Verilen metin ▸
= = = = = = =
7339
bazı konulara karşı inanılmaz derecede alakasız duran taraftarlarımız var.
birinci argümanları şu:
psg'ye yenilebiliriz çünkü real madrid bile ezildi. real madrid'e farkla yenilebiliriz çünkü bernabeu çok zor bir stat. tuzlaspor'a yenilebiliriz çünkü ııı 404 not found.
evet söyleyin hadi neden tuzlaspor'a yenildik? neden alanyaspor'u yendiğimiz halde oyun olarak ezildik? neden büyük maçlarda galibiyet alamıyoruz? neden küçük maçlarda gol bile atamıyoruz?
= = = = = = =
Sağlanan kayıtlar ▸
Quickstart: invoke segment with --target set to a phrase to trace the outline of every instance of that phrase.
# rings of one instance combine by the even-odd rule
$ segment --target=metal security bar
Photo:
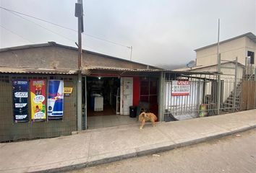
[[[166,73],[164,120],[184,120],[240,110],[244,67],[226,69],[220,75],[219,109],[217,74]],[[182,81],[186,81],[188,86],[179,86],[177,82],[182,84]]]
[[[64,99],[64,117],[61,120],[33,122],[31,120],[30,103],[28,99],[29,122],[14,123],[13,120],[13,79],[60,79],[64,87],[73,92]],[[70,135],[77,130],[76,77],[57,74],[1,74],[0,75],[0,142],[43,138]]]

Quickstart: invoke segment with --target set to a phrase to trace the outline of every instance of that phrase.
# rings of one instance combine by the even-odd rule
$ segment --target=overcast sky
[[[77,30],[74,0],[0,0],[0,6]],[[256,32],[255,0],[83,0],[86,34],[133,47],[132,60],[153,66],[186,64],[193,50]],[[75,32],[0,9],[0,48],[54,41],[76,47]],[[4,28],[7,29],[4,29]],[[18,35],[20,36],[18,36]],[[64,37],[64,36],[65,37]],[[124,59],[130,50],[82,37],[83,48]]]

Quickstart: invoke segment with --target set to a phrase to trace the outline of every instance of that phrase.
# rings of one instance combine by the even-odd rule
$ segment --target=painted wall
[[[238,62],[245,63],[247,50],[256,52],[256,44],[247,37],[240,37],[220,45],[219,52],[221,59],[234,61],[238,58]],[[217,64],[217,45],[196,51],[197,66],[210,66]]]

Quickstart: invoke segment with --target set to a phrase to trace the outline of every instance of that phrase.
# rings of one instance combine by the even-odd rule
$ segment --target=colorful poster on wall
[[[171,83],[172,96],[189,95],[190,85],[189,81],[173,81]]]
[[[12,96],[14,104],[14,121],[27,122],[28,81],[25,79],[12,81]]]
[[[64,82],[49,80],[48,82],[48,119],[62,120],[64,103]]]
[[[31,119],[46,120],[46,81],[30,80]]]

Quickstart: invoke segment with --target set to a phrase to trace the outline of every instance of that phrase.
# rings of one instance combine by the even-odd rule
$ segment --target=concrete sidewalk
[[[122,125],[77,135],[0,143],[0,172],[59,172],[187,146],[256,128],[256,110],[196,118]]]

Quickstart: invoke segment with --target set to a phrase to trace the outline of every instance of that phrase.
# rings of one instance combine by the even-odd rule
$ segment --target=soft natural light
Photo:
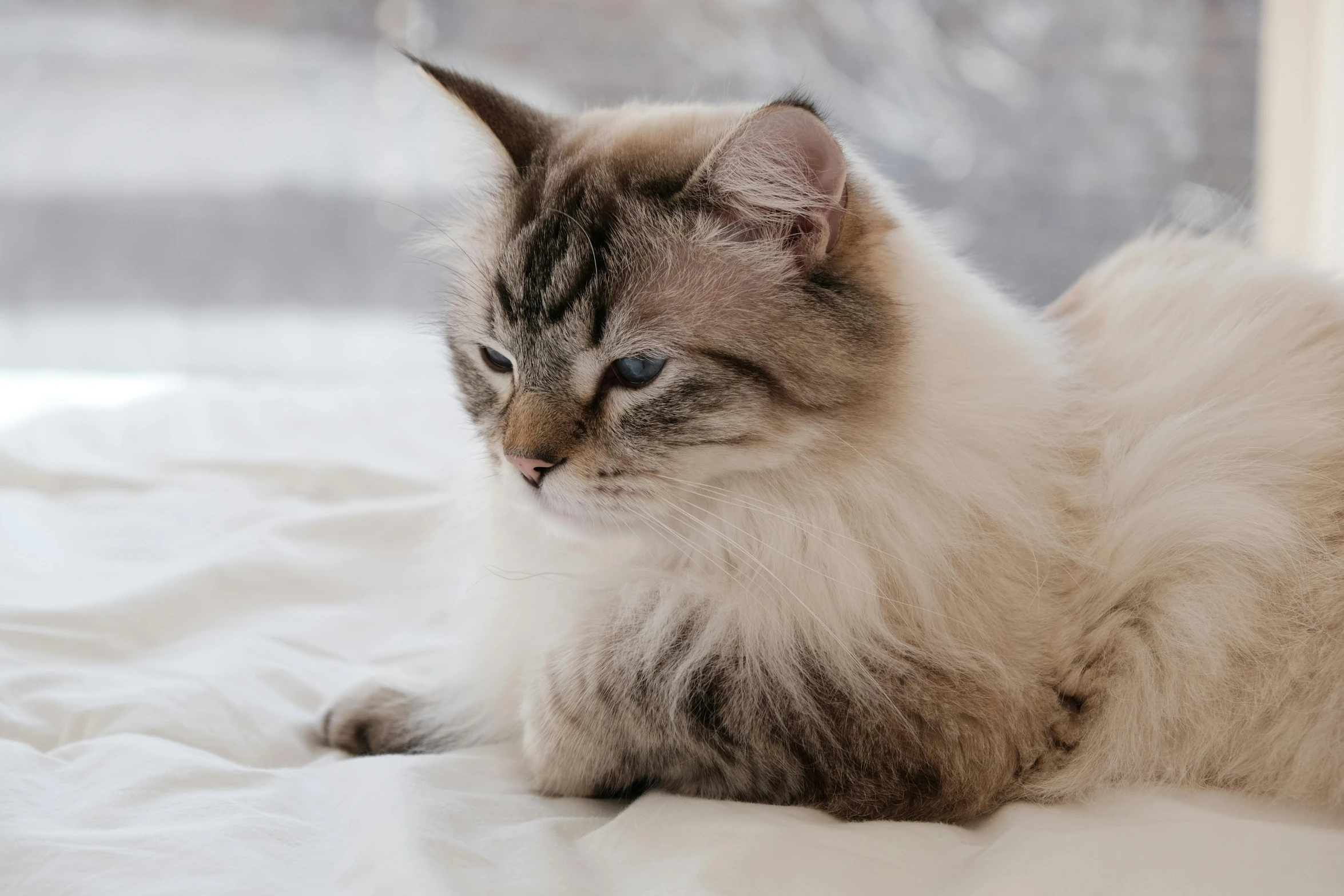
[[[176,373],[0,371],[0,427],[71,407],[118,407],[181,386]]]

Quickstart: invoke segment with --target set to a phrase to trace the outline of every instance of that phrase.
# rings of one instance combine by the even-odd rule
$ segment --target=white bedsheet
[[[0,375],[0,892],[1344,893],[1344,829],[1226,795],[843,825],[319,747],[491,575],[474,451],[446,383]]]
= = = = = = =
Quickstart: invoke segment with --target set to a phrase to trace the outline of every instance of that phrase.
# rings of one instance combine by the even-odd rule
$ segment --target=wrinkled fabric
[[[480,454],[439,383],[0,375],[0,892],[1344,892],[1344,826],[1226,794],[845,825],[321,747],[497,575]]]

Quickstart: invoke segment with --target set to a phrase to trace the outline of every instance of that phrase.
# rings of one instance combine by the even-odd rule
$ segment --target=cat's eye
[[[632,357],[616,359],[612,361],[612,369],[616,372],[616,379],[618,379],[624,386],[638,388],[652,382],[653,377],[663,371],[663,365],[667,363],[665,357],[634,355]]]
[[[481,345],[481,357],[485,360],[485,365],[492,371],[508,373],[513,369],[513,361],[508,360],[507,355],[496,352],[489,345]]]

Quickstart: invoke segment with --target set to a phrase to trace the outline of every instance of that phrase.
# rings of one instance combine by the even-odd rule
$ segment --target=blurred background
= = = = = = =
Yönerge 1 ▸ Taraftar bahaneleri hakkındaki metne göre aşağıdaki (a), (b) ve (c) ifadelerinin doğru olup olmadığını evet ya da hayır ile belirtin ve her yanıtı destekleyen ifadeyi metinden birebir alıntılayın. (a) Taraftarlar, Real Madrid bile ezildiği için PSG'ye yenilebileceklerini söylüyor. (b) Takım Alanyaspor'a yenildi. (c) Takım büyük maçlarda galibiyet alabiliyor.
Yönerge 2 ▸ Taraftar bahaneleri hakkındaki metni son cümlesinden sonra aynı üslupla sürdürün.

Yanıt 1 ▸
(a) Evet: "psg'ye yenilebiliriz çünkü real madrid bile ezildi."
(b) Hayır: "neden alanyaspor'u yendiğimiz halde oyun olarak ezildik?"
(c) Hayır: "neden büyük maçlarda galibiyet alamıyoruz?"

Yanıt 2 ▸
psg'den 5 yedik, real madrid'ten 6 yedik ve gruplarda sadece 1 gol attık. bakın bunu normalleştirmeye çalışıyorsunuz ama bu normal bir şey değil. oyun olarak inanılmaz derecede kötü oynuyoruz. şampiyonlar ligi maçlarından önce acaba 8 yer miyiz gibi düşüncelere kapılıyoruz artık. konu barcelona'ya, münih'e veya madrid'e yenilmek değil, asıl konu oynadığımız bu berbat futboldur. olmayan sistem, taktik ve kondisyonumuzdur, çalışılmayan antrenmanlardır. slavia prag'ın bütçesi, bizim bütçemizin 3'te 1'i kadar ama baktığın zaman hem barcelona, hem de inter deplasmanından puan çıkardılar. prag takımının taraftarı da "ya barcelona'ya yenilmek çok doğal" demedi çünkü başta hocaları ve futbolcuları onlara bu düşünceyi aşılamadı. bir de bize bak "çokkkkk doğaaaalll" dimi çok doğal... değil arkadaşlar değil. bazı konuları saman altı ederek iyilik yaptığınızı sanıyorsunuz ama en büyük kötülüğü yaptığınızın farkında değilsiniz.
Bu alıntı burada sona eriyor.